• **QUOTED PASSAGE**:
Angel Food Cupcakes with Whipped Cream and Berries image

Set aside that cumbersome angel food cake pan and make this lighter-than-air dessert in cupcake form, instead. Topped with vanilla bean whipped cream and fresh berries, this is a truly heavenly treat.

Provided by Bree Hester

Categories     Dessert

Time 1h

Yield 30

Number Of Ingredients 8

1 box Betty Crocker™ white angel food cake mix
1 1/4 cups water
1 cup heavy whipping cream, well chilled
2 tablespoons granulated sugar
2 teaspoons vanilla bean paste
1 cup fresh raspberries
1 cup fresh blueberries
Powdered sugar

Steps:

  • Heat oven to 375°F. Place paper baking cup in each of 30 to 36 regular-size muffin cups.

• **REQUIRED TASK A**:
Can you output the entries verbatim, covering the stretch from the line containing "of the palm" through the end of the entries?

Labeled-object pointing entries
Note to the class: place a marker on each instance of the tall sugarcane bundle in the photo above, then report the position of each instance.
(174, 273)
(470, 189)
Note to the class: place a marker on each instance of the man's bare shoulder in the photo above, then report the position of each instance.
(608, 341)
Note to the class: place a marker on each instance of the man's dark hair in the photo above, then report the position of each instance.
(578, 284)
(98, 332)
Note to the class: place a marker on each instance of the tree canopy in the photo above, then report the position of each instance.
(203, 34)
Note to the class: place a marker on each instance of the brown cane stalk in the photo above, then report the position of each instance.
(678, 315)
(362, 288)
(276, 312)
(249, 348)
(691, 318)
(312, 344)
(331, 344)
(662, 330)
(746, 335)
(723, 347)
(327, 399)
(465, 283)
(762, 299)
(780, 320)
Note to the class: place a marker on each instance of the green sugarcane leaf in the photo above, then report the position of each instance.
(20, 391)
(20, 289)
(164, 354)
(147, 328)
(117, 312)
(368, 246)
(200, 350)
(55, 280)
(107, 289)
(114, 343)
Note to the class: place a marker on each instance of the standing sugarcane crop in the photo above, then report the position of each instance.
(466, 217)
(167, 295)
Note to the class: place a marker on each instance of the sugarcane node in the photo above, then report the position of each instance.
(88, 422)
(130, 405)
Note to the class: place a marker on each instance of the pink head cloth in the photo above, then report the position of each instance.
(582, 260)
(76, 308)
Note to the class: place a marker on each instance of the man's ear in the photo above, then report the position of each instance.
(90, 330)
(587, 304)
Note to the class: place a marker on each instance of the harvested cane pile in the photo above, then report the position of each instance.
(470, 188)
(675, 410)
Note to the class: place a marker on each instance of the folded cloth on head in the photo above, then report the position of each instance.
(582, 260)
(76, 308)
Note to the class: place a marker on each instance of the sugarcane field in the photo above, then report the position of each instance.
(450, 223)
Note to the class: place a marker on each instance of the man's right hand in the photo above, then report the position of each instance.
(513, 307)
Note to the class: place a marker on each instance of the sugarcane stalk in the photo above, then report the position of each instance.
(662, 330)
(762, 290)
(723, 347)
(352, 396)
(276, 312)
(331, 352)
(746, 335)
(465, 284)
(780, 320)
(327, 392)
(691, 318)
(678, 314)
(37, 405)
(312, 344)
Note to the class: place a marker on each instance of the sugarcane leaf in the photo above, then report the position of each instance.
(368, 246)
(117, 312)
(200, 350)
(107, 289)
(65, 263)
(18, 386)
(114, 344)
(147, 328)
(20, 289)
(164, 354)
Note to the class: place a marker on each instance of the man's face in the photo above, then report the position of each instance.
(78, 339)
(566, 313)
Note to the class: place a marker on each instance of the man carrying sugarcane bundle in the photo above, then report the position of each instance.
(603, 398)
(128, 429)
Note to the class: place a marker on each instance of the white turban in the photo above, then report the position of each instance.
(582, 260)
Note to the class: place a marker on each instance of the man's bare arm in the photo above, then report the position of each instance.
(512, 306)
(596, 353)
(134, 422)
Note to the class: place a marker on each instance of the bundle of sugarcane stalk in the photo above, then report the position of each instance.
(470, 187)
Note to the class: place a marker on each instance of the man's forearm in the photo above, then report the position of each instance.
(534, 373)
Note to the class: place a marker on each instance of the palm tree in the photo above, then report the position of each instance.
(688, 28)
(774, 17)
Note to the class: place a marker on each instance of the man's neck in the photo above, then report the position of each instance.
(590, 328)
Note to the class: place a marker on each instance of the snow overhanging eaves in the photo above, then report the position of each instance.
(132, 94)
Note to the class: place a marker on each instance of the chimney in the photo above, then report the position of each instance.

• **REQUIRED TASK B**:
Can you rewrite the stretch of the cupcake recipe from "Angel Food Cupcakes" through "truly heavenly treat.", changing "heavenly" to "divine"?

• **WORKED SOLUTION A**:
Note to the class: place a marker on each instance of the palm tree in the photo above, then report the position of each instance.
(688, 28)
(774, 17)
Note to the class: place a marker on each instance of the man's neck in the photo above, then report the position of each instance.
(590, 328)
Note to the class: place a marker on each instance of the snow overhanging eaves in the photo above, then report the position of each instance.
(132, 94)
Note to the class: place a marker on each instance of the chimney in the photo above, then report the position of each instance.

• **WORKED SOLUTION B**:
Angel Food Cupcakes with Whipped Cream and Berries image

Set aside that cumbersome angel food cake pan and make this lighter-than-air dessert in cupcake form, instead. Topped with vanilla bean whipped cream and fresh berries, this is a truly divine treat.